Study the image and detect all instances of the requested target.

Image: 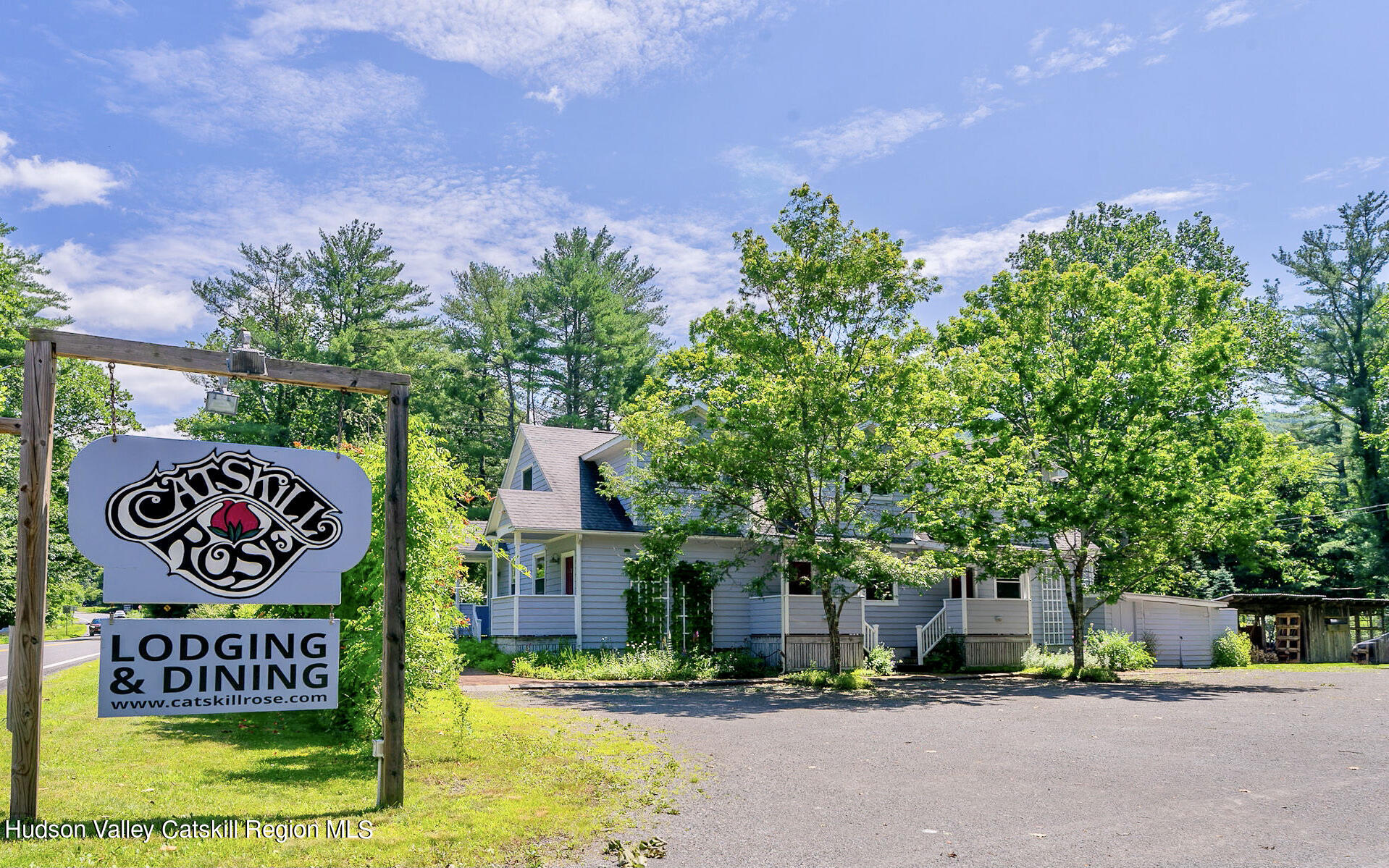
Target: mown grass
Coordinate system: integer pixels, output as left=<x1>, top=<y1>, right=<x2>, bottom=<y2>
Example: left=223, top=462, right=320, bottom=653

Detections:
left=0, top=662, right=679, bottom=867
left=782, top=668, right=873, bottom=690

- _YOUR OBJECTIVE_
Show every line above that contains the word "right".

- _TASK ANSWER_
Coordinate system: integer pixels, output as left=<x1>, top=<y1>, right=<x2>, bottom=<y2>
Example: left=223, top=462, right=320, bottom=653
left=0, top=662, right=679, bottom=867
left=782, top=668, right=873, bottom=690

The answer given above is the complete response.